PROVIDED TEXT:
Compartment Syndrome

Orthopedics: Compartment Syndrome
This is a syndrome that results from swelling of a muscle. The muscle is retained in its fixed volume fascia, however, and thus the swelling of the muscle causes occlusion of the blood supply. this can result in infarction, and can cause an ischaemic contraction known as Volkmann’s Ischaemic Contracture.
It typically occurs in the forearm and calf, but can also occur in the thigh and foot.

Compartment Syndrome


-          Trauma – compartment syndrome is often a complication of fracture.
-          Continued pressure on a limb – e.g. lying for hours in the same position on the same limb – often seen in drug and alcohol abuse. 


-          Swelling of the muscle – usually as a result of post-traumatic bleeding and oedema.
o   Initially only venous flow is disturbed, and arterial flow (due to its greater pressure) still occurs.
o   Eventually, the pressure within the compartment exceeds the arterial pressure, and the muscle begins to undergo ischaemia.

EXTRACTED DATA:
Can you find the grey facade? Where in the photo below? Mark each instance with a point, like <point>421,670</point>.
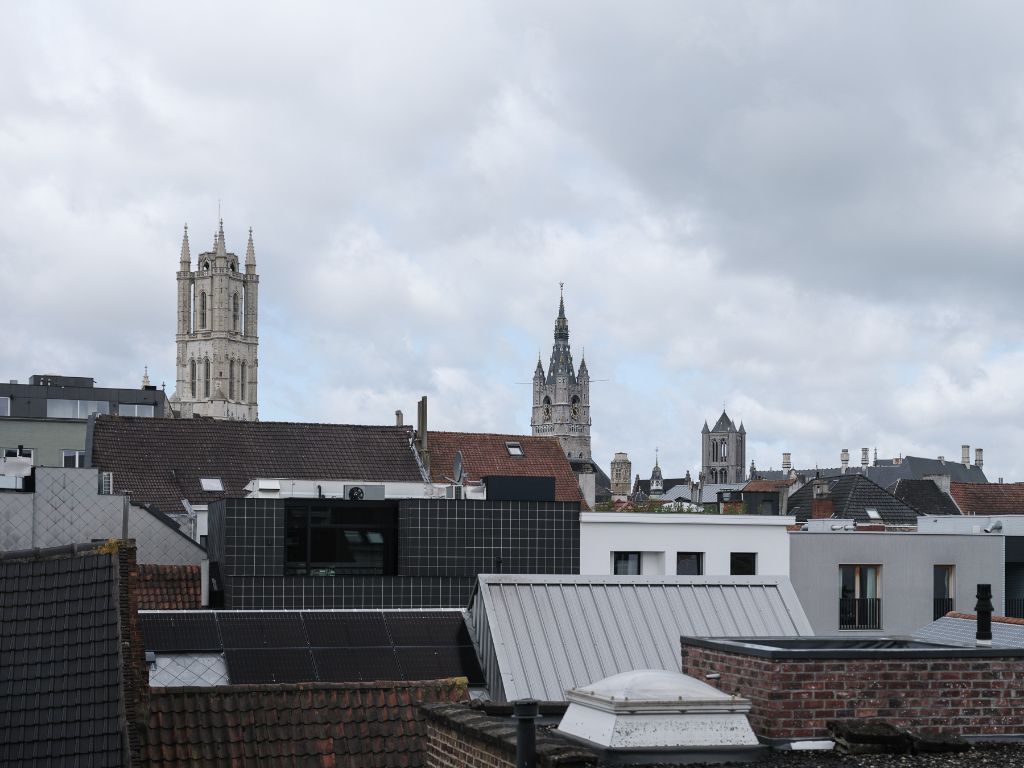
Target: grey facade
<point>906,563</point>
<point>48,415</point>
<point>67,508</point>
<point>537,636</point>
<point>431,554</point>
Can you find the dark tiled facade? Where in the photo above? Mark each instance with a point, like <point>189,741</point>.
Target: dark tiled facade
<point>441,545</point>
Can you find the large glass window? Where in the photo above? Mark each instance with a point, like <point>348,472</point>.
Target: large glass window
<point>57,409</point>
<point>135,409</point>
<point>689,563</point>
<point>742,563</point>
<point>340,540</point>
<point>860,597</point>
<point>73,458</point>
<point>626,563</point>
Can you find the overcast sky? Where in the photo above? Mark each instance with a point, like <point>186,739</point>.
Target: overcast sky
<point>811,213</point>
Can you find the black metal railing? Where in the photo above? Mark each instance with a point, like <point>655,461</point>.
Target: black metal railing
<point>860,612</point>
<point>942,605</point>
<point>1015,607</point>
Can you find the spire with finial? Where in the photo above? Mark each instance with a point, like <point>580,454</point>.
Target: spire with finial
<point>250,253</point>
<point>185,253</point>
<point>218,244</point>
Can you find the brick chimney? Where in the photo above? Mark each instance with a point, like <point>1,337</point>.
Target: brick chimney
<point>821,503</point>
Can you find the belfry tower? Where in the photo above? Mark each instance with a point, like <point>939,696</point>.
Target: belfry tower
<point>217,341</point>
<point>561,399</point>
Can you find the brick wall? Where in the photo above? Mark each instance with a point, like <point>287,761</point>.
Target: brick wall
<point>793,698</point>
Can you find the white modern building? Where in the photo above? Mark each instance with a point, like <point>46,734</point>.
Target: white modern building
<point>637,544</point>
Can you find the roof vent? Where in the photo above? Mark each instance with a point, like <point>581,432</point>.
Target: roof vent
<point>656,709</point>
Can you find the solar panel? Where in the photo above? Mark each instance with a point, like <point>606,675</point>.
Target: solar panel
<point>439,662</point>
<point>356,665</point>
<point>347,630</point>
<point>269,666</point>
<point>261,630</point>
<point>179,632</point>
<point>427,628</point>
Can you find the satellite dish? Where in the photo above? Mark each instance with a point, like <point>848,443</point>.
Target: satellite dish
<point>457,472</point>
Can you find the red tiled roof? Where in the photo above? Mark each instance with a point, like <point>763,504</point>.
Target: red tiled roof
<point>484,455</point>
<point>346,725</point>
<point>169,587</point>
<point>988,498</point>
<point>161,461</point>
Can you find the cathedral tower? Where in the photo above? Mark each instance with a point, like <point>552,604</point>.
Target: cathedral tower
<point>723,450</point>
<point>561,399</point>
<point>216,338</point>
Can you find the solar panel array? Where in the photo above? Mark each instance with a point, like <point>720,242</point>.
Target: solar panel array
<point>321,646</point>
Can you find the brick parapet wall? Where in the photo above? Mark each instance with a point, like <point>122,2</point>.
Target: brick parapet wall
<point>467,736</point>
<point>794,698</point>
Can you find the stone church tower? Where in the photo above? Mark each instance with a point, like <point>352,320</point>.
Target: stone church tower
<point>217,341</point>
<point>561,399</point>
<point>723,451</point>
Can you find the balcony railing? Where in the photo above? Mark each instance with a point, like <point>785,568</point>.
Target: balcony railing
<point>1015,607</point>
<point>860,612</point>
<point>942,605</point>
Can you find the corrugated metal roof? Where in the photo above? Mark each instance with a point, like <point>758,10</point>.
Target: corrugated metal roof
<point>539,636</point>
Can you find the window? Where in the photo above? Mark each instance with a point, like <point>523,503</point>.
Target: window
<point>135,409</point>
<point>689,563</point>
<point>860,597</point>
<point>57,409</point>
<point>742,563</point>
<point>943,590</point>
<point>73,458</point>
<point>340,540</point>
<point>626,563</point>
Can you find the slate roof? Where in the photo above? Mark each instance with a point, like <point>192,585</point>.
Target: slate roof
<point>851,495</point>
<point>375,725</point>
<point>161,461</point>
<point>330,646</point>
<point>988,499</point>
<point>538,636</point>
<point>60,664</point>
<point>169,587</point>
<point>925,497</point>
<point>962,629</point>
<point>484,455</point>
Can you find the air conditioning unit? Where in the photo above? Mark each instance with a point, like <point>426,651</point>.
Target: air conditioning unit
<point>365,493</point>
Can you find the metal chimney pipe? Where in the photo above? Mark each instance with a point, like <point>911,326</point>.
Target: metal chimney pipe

WHAT TO DO:
(A) Condense the paragraph of the compartment syndrome text that begins "This is a syndrome that results from swelling of a muscle" into a short bulleted list, keeping its main facts.
(B) In the compartment syndrome text, reproduce the passage from "-          Continued pressure" up to and including "to undergo ischaemia.", substituting "edema" for "oedema".

ANSWERS FOR EACH ITEM:
(A)
- Compartment syndrome results from swelling of a muscle.
- The muscle is held within fascia of fixed volume, so the swelling blocks its blood supply.
- This can lead to infarction and to an ischaemic contraction called Volkmann's Ischaemic Contracture.

(B)
-          Continued pressure on a limb – e.g. lying for hours in the same position on the same limb – often seen in drug and alcohol abuse. 


-          Swelling of the muscle – usually as a result of post-traumatic bleeding and edema.
o   Initially only venous flow is disturbed, and arterial flow (due to its greater pressure) still occurs.
o   Eventually, the pressure within the compartment exceeds the arterial pressure, and the muscle begins to undergo ischaemia.